[TEXT ZUR ANALYSE]:

Einen Hauptvorwurf gab es noch vor einem Jahr gegen die FDP. Neben Christian Lindner stehe in der Öffentlichkeit niemand für die liberale Partei. Diese sei eine One-Man-Show. Das hat sich geändert. Wenn Lindner nicht gerade Hochzeit auf Sylt feiert, ist Justizminister Marco Buschmann häufiger im Fernsehen zu sehen. Vor allem in Talkshows. Der Jurist schwimmt im Sog einer Medienfigur: des Gesundheitsministers. „Marco Buschmann ist der Gegenspieler von Karl Lauterbach“, schreibt etwa die Westdeutsche Allgemeine Zeitung (WAZ), die ihn nun interviewt hat.
Das Reden. Das mutige ebenso wie das offensive oder das selbstbewusste. Das ist nicht Buschmanns Stärke. Doch im Zurückrudern ist der FDP-Mann so stark, dass sich Oxford und Cambridge um ihn prügeln würden. In der Auseinandersetzung mit roten Zeitungen und grünen Staatssendern will Buschmann geliebt werden und ist daher ständig am Nachgeben. Er ist schon froh, wenn er vom Kuchen die Krümel bekommt. An Positionen festzuhalten, für die die FDP gewählt wurde, ist sein Ding ebenso wenig wie die freie Rede.
So schenkt Buschmann inhaltlich der SPD nahen WAZ den Satz: „Deswegen wird eine Form der Maskenpflicht in Innenräumen in unserem Konzept sicher eine Rolle spielen.“ Das ist Buschmann-Deutsch für: Die Maskenpflicht kommt, komme, was da wolle. Es sei „unstreitig“, dass die Masken wirkten. „Wir“ arbeiteten ja jetzt schon mit Masken in Bussen und Bahn. Es sei ihm wichtig, Daten dazu zu bekommen, und es sei ein schweres Versäumnis der Vorgängerregierung, dass diese Daten fehlten. Warum die Maske unstreitig sei, wenn Daten fehlten? Diese Nachfrage stellt die WAZ nicht. Sie hat den Kuchen und schmäht nicht auch noch den, der leer ausgegangen ist.
Immerhin kann Buschmann der WAZ einen liberalen Erfolg verkünden: Es werde keinen Lockdown mehr geben, keine Ausgangssperren und keine allgemeinen Schulschließungen. Diese seien „unangemessen im dritten Jahr der Pandemie“. Zu den anderen Punkten sei er noch in den Verhandlungen mit Lauterbach. Die sollten vertraulich stattfinden und zu einer guten Lösung führen. Hört sich nach einer guten liberalen Lösung an. Und dass die WAZ nicht nachfragt, ob es sich bei den offenen Punkten um die G-Regeln handelt, ist nicht Buschmanns, sondern journalistisches Versagen.

[ZU LÖSENDE AUFGABEN]:
#1 Gib aus dem Text über Marco Buschmann den Abschnitt von „Einen Hauptvorwurf gab“ bis „nun interviewt hat.“ wortgetreu aus.
#2 Schreib den Text über Marco Buschmann im Anschluss an seinen letzten Satz weiter.

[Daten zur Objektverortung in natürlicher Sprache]
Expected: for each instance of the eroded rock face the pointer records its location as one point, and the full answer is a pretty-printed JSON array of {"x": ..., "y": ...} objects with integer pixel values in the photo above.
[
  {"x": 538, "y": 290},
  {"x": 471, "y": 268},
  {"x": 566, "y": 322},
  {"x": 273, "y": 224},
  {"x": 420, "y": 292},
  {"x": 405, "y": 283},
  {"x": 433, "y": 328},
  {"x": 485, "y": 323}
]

[ANTWORTEN NACH NUMMER]:
#1
Einen Hauptvorwurf gab es noch vor einem Jahr gegen die FDP. Neben Christian Lindner stehe in der Öffentlichkeit niemand für die liberale Partei. Diese sei eine One-Man-Show. Das hat sich geändert. Wenn Lindner nicht gerade Hochzeit auf Sylt feiert, ist Justizminister Marco Buschmann häufiger im Fernsehen zu sehen. Vor allem in Talkshows. Der Jurist schwimmt im Sog einer Medienfigur: des Gesundheitsministers. „Marco Buschmann ist der Gegenspieler von Karl Lauterbach“, schreibt etwa die Westdeutsche Allgemeine Zeitung (WAZ), die ihn nun interviewt hat.

#2
Buschmann-Deutsch in Klartext übersetzt: Es ist nicht wichtig, ob die einrichtungsbezogene „Impfpflicht“ hilft. Es ist egal, dass sie sogar schadet, weil sie den Fachkräftemangel verstärkt. Wichtig ist ihm nur, dass es ja viele wollten. Wird die Strömung zu stark, schwimmt der FDP-Funktionär einfach mit. Etwas Schädliches und Unsinniges abschaffen? Buschmann macht es sich leicht und will es auslaufen lassen. Ihm doch egal, wenn Pfleger in der Zwischenzeit den Job wechseln. Ihm doch egal, wenn Menschen vom Staat belangt werden, die ihr Leben der Hilfe Schwacher gewidmet haben. Das Kind wartet auf den Kuchen, der übrig bleibt. Und nicht mal die Aussage, dass die FDP die einrichtungsbezogene „Impfpflicht“ auslaufen lässt, kommt ihm deutlich über die Lippen. Die WAZ hakt in diesem Punkt auch nicht nach.
Ohnehin stellt Buschmann all seinen Aussagen voraus, sie seien „auf der Basis des Wissens von heute – und nur mit der können wir arbeiten“. Die FDP als Partei des Garantie-Vorbehalts. So bleibt denn das ganze Interview ein Buschmann: verschämt und unverständlich in der eigenen Position. Deutlich im Nachgeben. Und als „Gegenspieler von Karl Lauterbach“ grenzenlos überfordert. Unterm Strich bereitet das Interview die Wähler auf eine Enttäuschung vor, die FDP wegen ihrer Kritik an der Corona-Politik gewählt haben: Die FDP wird einknicken.